Quoted passage:

=== Begin Enclosure ===

You don't tug on Superman's cape
You don't spit into the wind
You don't pull the mask off that old Lone Ranger
And you don't mess around with Jim
The first time you heard the chorus of "You Don't Mess Around with Jim," you no doubt immediately wondered why Jim Croce left out "And you don't rasterize in software if you're trying to do GPU-class graphics, even on a high-performance part such as Larrabee." That's just common sense, right? It was obvious to me, anyway, that Larrabee was going to need a hardware rasterizer. But maybe Jim knew something I didn't, because it turned out I was wrong, and therein lies a tale.
First, though, let's back up a step and get some context.
Parallel programming for semi-parallel tasks
In A First Look at the Larrabee New Instructions (LRBni), I presented an overview of Larrabee, an upcoming multithreaded, vectorized, manycore processor from Intel. It may not be entirely apparent from that article, but the LRBni contains everything you need to do a great job running code that's designed to be vectorized, such as HLSL shaders. But what about tasks that aren't inherently scalar (in particular, where the iterations aren't serially dependent), and that at the same time can't be efficiently parallelized in any obvious way, and for which the usual algorithms aren't easily vectorized?
In the process of implementing the standard graphics pipeline for Larrabee, we (the Larrabee team at RAD -- Atman Binstock, Tom Forsyth, Mike Sartain, and me) have gotten considerable insight into that question, because while the pipeline is largely vectorizable, there are a few areas in which the conventional approaches are scalar, and where some degree of serialization is unavoidable. This article takes a close look at how we applied the Larrabee New Instructions to one of those problem areas -- rasterization -- in the process, redesigning our implementation so it was far more vectorizable so it took advantage of the strengths of Larrabee's CPU-based architecture. Needless to say, performance with the Larrabee New Instructions will vary greatly from one application to the next -- there's not much to be done with purely scalar code -- but diving into Larrabee rasterization in detail gives you a good sense of what it's like to apply the Larrabee New Instructions to at least one sort of non-obvious application.
To avoid potential confusion, let me define "rasterization": For our present purposes, it's the process of determining which pixels are inside a triangle, and nothing more. In this article, I won't discuss other aspects of the rendering pipeline, such as depth, stencil, shading, or blending, in any detail.
Rasterization Was the Problem Child -- But Less Problematic Than We Thought
When we look at applying the Larrabee New Instructions to the graphics pipeline, for the most part, it's easy to find 16-wide work for the vector unit to do. Depth, stencil, pixel shading, and blending all fall out of processing 4×4 blocks, with writemasking at the edges of triangles. Vertex shading is not quite a perfect fit, but 16 vertices can be shaded and cached in parallel, which works well because vertex usage tends to be localized. Setting up 16 triangles at a time also works pretty well; there's some efficiency loss due to culling, but it still yields more than half of maximum parallelism.

=== End Enclosure ===

What you need to do:
1) How does the Larrabee rasterization article define "rasterization"?
2) Rewrite the entries below with every "rough mask" changed to "coarse mask" and nothing else altered.
The entries that follow have no connection to the Larrabee article.

Recorded data:
=== Begin Enclosure ===

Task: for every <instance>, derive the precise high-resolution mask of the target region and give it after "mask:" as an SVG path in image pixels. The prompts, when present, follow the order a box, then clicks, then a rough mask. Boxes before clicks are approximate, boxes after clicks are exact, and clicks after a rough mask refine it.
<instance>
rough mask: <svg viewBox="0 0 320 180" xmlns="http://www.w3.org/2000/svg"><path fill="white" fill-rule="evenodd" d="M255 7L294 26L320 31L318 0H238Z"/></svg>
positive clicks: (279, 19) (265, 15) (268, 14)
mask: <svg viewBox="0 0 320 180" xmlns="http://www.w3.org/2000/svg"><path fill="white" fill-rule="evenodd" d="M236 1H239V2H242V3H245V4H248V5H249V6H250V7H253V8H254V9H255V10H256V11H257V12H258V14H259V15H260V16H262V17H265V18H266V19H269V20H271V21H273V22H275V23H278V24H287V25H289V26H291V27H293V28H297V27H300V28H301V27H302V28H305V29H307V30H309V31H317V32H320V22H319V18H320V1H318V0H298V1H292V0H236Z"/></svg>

=== End Enclosure ===

Your responses:
1) It is the process of determining which pixels are inside a triangle, and nothing more.

2)
Task: for every <instance>, derive the precise high-resolution mask of the target region and give it after "mask:" as an SVG path in image pixels. The prompts, when present, follow the order a box, then clicks, then a coarse mask. Boxes before clicks are approximate, boxes after clicks are exact, and clicks after a coarse mask refine it.
<instance>
coarse mask: <svg viewBox="0 0 320 180" xmlns="http://www.w3.org/2000/svg"><path fill="white" fill-rule="evenodd" d="M255 7L294 26L320 31L318 0H238Z"/></svg>
positive clicks: (279, 19) (265, 15) (268, 14)
mask: <svg viewBox="0 0 320 180" xmlns="http://www.w3.org/2000/svg"><path fill="white" fill-rule="evenodd" d="M236 1H239V2H242V3H245V4H248V5H249V6H250V7H253V8H254V9H255V10H256V11H257V12H258V14H259V15H260V16H262V17H265V18H266V19H269V20H271V21H273V22H275V23H278V24H287V25H289V26H291V27H293V28H297V27H300V28H301V27H302V28H305V29H307V30H309V31H317V32H320V22H319V18H320V1H318V0H298V1H292V0H236Z"/></svg>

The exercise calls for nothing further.